Task set
a) Write out the entries word for word, from their first line through the line with "x=455, y=163", both ends included, and leave the pictures out of your answer.
b) Continue the piece about baking bread and the Bakery from the point where it stops.

Document excerpt
....................

The sky was dark with thunderstorms when we started, I had no idea what time it was. The bread didn't go into the oven till almost nine pm. That was ok because I've kinda gotten accustomed to staying up later during the last couple of weeks. He scratched our initials into the round loaf with a not quite sharp knife. It didn't come out perfect, of course. But it made my house smell good, and it tasted pretty good. The crust was weak because I don't have terra cotta tiles or a steam injector. There was a yeasty flavor that the Bakery's artisan loaves loose during their long proofing process. The crumb was too tight, because kneading it by hand forced me to use more flour, throwing off the hydration. I explained these imperfections to him, told him what we would do the next time we tried this recipe, how we could make it better. He made it into toast and smeared butter on it with a fork. I ate it like a prayer, the lynchpin in a magic spell that I've been hanging for the last 13 years of my life. I'm an Artisan Baker, and I am going to keep on baking bread.
Danny, Tyler and I had been mumbling grumpily to ourselves for months, maybe years, about how great the Bakery could be if only... things could be different. People have asked us "What happened to New Day?" and you know, I can't tell that story. Life is hard. Shit Happens. There is a sign on the front door of the shop that you can go and read just like I did. It sucks.

....................

Data shown
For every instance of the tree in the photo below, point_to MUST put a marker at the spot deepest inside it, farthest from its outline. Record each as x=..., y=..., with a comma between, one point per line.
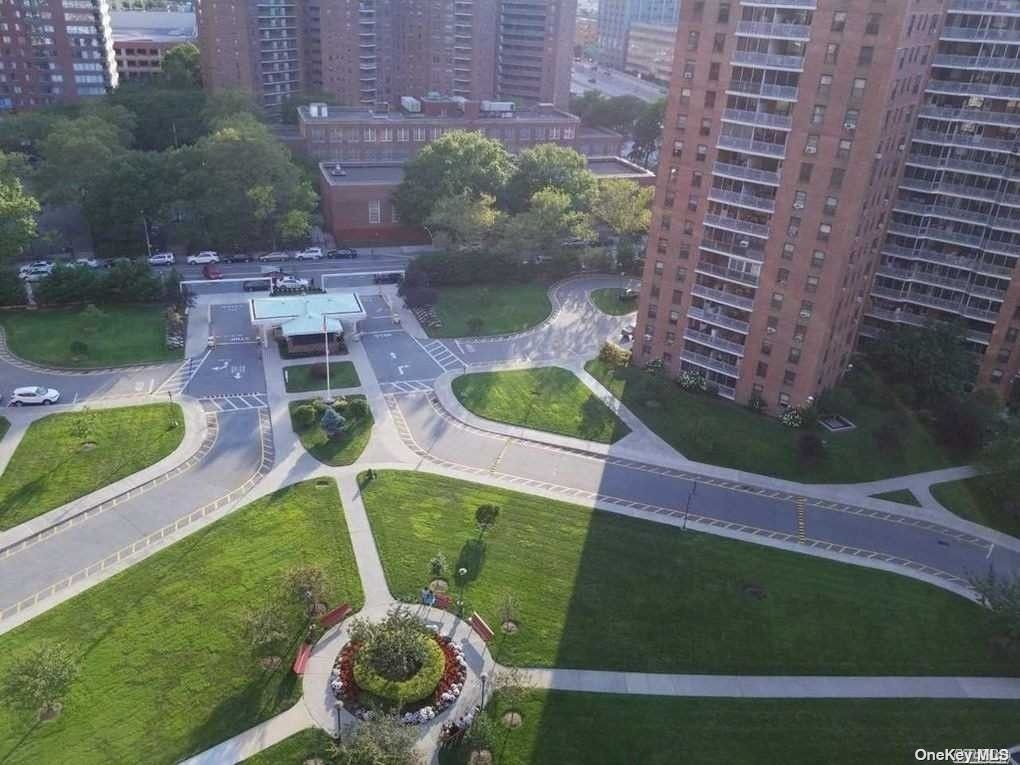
x=182, y=66
x=41, y=677
x=468, y=219
x=455, y=163
x=550, y=166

....................

Responses to the exercise
a)
For every instance of the tree in the photo below, point_to MUST put a marker at the spot deepest inside it, farthest from its outline. Record each as x=..., y=..., with a comma between, one point per line.
x=182, y=66
x=41, y=677
x=468, y=219
x=455, y=163

b)
We decided to become business partners, the three of us, so we could keep doing what we love. With a lot of help from our friends, we are going to reopen soon as Phoenix Bakery. Danny set up a GoFundMe page, and already we have enough money to buy our Quickbooks system. That is the biggest, scariest part of this for me. I am confident that we can make great products - we have been doing that for years. I am confident that our customers will buy them. This software promises to help us take care of the rest of the stuff. We couldn't have even considered this without the help, advice and friendship of the team that built The Daily Kneads in the first place. So we are going to do this, and it is going to be an amazing adventure!
In the meantime, I am gearing up to move back to Edgehill House. That's a whole other poignant story. This summer is going to be one of labor and sweat, and it's going to be great.